* DATASET RECORDS:
━━━━━━━━━━
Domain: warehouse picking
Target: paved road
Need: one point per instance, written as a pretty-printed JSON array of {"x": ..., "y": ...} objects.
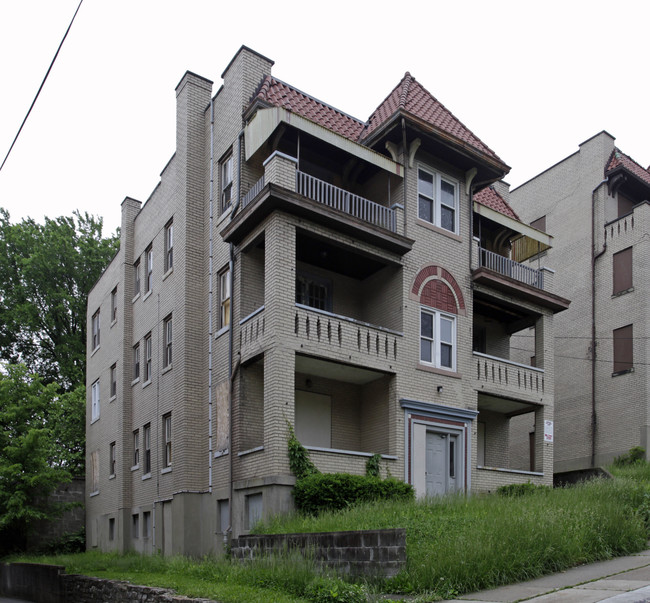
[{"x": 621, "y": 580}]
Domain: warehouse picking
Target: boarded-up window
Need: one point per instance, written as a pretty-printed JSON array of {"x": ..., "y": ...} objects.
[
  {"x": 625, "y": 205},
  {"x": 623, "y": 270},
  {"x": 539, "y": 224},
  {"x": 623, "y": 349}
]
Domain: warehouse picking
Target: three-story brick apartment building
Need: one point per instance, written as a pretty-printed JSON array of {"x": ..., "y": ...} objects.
━━━━━━━━━━
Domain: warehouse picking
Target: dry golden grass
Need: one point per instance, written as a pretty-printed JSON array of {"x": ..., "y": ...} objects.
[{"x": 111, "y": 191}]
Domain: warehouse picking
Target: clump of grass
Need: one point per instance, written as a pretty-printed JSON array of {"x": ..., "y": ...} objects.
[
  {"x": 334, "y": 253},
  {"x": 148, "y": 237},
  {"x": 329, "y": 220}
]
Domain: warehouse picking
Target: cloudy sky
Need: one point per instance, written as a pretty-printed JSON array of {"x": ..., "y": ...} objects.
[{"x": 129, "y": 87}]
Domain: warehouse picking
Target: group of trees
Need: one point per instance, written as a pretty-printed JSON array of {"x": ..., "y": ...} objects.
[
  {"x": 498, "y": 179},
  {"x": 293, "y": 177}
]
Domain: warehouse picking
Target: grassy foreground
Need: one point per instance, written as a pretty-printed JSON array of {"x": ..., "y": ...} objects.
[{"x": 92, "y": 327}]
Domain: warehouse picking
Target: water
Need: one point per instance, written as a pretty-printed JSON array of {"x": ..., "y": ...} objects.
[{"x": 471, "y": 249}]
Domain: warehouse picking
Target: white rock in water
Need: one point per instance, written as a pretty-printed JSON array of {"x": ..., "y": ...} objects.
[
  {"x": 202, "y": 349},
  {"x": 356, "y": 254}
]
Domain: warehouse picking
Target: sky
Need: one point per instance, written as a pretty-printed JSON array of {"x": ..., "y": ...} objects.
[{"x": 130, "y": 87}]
━━━━━━━━━━
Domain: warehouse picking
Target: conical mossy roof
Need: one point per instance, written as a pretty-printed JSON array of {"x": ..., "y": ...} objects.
━━━━━━━━━━
* PROBLEM DETAILS: How many lines in the items above contain the word "water"? Reply with the number alone.

* EXERCISE ANSWER: 2